▶ _Short problem 1_
For each statement about the forum post below, answer yes or no and quote the words of the post that decide it. (a) The writer attempted the recursive version before looking at the solution. (b) The post the writer found gives exercise solutions in Python. (c) In the trace, the last call reports that s has length 0.
▶ _Short problem 2_
Quote everything in the forum post below from "I understand that" down to "help me please?".

▶ _Given text_
%%
I understand that letter r and g are not being detected because of the code just checks if it is the first character in part1 or part2.
However I do not fully understand how could we fix the previous code to let it handle this case, could you help me please?
Besides I have also researched and found this post which describes some exercises' javascript solutions:
CodeWars/ Merged String Checker
I tried to write the recursive one without looking at the solution, and I came up with:
public class StringMerger {
public static boolean isMerge(String s, String part1, String part2) {
System.out.println("\n\ns: "+s);
System.out.println("part1: "+part1);
System.out.println("part2: "+part2);
if(s.length()!= (part1.length()+part2.length()) ){
System.out.println("lengths are different");
return false;
}
if(s.length()==0) {
System.out.println("s.length is 0");
return true;
}
if(part1.length()>0 && s.charAt(0)==part1.charAt(0)){
System.out.println("s first char is part1 first char");
isMerge(s.substring(1),part1.substring(1),part2);
}
if(part2.length()>0 && s.charAt(0)==part2.charAt(0)){
System.out.println("s first char is part2 first char");
isMerge(s.substring(1),part1,part2.substring(1));
}
return false;
}
}
Why does the previous one fail the following tests?
import org.junit.Test;
import static org.junit.Assert.*;
public class StringMergerTest {
@Test
public void normalHappyFlow() {
assertTrue("codewars can be created from code and wars", StringMerger.isMerge("codewars", "code", "wars"));
assertTrue("codewars can be created from cdwr and oeas", StringMerger.isMerge("codewars", "cdwr", "oeas"));
assertFalse("Codewars are not codwars", StringMerger.isMerge("codewars", "cod", "wars"));
}
@Test
public void suffledPartsLetters(){
assertTrue("",StringMerger.isMerge("Can we merge it? Yes, we can!","nwe me?s, e cn","Ca erg it Yewa!"));
}
}
I expected that when all letters are matched with part1 or part2 letters, and s is empty with length 0, it would output true.
However it outputs false even when it detects s.length is 0.
The trace is:
s: codewars
part1: code
part2: wars
s first char is part1 first char
s: odewars
part1: ode
part2: wars
s first char is part1 first char
s: dewars
part1: de
part2: wars
s first char is part1 first char
s: ewars
part1: e
part2: wars
s first char is part1 first char
s: wars
part1:
part2: wars
s first char is part2 first char
s: ars
part1:
part2: ars
s first char is part2 first char
s: rs
part1:
part2: rs
s first char is part2 first char
s: s
part1:
part2: s
s first char is part2 first char
s:
part1:
part2:
s.length is 0
How could we also fix the previous code? And why does it fails to pass the tests?
%%
▶ _Raw records_
%%
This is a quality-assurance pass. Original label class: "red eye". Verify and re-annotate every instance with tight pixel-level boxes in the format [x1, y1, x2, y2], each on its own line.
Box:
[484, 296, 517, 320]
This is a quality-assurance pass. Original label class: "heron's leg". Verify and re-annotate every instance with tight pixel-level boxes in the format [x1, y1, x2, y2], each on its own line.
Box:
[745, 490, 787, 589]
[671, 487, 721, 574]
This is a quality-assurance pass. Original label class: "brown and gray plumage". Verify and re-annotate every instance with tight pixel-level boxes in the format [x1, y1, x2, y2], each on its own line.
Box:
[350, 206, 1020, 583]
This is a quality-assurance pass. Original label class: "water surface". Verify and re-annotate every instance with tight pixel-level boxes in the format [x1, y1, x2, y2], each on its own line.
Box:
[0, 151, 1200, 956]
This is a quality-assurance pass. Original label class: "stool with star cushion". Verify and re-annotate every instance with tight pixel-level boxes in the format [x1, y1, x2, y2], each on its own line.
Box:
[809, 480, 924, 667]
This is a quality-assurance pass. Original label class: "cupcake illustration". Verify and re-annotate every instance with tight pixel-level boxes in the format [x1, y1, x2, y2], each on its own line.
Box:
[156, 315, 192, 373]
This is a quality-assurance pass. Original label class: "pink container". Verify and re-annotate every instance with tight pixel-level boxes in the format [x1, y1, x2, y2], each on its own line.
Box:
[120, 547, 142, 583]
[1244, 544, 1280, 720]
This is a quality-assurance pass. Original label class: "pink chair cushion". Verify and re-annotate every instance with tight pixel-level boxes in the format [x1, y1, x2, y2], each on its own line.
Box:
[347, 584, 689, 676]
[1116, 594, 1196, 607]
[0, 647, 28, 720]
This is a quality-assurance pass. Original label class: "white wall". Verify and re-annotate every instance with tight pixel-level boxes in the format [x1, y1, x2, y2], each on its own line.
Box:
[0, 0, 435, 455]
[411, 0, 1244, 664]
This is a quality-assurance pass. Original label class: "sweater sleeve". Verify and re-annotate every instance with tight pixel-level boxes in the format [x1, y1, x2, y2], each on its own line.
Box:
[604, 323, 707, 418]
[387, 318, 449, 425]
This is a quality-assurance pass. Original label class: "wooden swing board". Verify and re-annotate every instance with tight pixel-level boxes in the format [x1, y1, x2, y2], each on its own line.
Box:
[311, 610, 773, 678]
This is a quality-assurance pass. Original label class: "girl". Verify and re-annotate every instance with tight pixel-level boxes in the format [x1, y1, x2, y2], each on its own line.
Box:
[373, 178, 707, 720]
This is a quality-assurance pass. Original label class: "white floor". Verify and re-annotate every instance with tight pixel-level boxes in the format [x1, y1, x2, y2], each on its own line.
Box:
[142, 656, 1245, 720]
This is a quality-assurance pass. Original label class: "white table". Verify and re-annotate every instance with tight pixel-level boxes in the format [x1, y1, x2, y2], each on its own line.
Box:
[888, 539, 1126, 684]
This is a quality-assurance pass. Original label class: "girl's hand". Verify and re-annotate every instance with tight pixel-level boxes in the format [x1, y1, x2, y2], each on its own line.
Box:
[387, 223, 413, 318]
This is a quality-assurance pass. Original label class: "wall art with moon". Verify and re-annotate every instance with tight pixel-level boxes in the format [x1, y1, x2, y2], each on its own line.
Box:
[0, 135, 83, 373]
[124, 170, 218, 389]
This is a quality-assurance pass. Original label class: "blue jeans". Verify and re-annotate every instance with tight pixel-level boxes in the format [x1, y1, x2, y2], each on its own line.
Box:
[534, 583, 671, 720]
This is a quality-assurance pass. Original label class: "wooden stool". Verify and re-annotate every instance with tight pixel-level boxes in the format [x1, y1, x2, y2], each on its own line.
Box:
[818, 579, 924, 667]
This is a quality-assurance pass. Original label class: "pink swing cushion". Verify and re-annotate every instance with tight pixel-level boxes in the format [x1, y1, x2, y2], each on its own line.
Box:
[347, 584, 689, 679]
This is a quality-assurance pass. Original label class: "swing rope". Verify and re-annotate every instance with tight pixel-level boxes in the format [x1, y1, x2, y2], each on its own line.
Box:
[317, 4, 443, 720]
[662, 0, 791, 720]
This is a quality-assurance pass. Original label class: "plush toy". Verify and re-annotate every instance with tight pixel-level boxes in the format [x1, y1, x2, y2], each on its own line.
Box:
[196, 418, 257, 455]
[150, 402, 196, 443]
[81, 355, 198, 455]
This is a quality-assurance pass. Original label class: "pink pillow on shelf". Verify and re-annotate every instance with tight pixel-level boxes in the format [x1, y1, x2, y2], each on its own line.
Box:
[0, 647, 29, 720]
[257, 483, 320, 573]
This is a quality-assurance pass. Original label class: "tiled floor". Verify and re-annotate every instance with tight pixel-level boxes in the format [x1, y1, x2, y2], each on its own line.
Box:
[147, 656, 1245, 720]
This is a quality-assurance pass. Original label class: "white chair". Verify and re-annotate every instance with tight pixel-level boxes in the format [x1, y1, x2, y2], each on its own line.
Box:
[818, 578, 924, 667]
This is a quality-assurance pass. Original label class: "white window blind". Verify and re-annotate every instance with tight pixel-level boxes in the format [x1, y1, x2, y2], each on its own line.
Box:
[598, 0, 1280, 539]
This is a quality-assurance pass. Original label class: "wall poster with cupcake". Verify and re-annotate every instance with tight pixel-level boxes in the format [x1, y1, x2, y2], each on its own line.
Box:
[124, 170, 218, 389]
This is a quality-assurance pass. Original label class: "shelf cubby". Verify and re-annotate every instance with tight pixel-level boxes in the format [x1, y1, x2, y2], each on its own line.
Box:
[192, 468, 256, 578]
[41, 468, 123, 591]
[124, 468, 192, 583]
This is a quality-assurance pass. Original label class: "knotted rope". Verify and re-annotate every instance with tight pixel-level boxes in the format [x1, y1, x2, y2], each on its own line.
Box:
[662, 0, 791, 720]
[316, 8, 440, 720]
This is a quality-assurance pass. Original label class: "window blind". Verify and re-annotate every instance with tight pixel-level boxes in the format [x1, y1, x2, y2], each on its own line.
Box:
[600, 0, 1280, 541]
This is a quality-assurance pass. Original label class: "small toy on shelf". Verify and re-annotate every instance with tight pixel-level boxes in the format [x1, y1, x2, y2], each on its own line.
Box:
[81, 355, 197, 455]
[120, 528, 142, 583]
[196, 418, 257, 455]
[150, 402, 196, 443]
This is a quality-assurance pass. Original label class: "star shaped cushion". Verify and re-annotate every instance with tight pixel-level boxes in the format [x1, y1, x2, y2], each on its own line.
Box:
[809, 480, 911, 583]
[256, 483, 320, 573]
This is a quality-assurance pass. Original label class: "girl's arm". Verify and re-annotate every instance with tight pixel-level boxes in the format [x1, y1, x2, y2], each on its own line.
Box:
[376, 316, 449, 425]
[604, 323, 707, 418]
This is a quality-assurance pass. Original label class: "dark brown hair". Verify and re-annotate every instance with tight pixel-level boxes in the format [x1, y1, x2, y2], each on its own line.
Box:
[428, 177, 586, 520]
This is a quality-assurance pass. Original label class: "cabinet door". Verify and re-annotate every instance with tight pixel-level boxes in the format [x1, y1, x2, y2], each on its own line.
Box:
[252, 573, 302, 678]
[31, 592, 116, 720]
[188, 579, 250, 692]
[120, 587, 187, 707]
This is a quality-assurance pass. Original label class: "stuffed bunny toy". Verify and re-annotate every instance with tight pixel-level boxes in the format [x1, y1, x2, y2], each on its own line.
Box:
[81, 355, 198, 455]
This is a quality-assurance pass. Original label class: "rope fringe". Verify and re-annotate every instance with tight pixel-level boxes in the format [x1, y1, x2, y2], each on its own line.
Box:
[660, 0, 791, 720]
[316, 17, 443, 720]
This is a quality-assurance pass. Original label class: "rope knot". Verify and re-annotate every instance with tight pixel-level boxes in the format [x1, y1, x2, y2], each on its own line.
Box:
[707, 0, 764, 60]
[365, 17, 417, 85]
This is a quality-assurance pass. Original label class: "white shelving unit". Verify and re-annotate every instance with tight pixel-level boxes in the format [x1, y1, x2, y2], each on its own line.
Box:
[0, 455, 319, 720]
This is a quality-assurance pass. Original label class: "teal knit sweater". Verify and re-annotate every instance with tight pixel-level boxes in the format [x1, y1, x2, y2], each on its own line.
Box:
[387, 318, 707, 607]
%%
▶ _Full response 1_
(a) Yes: "I tried to write the recursive one without looking at the solution"
(b) No: "describes some exercises' javascript solutions"
(c) Yes: "s.length is 0"

▶ _Full response 2_
I understand that letter r and g are not being detected because of the code just checks if it is the first character in part1 or part2.
However I do not fully understand how could we fix the previous code to let it handle this case, could you help me please?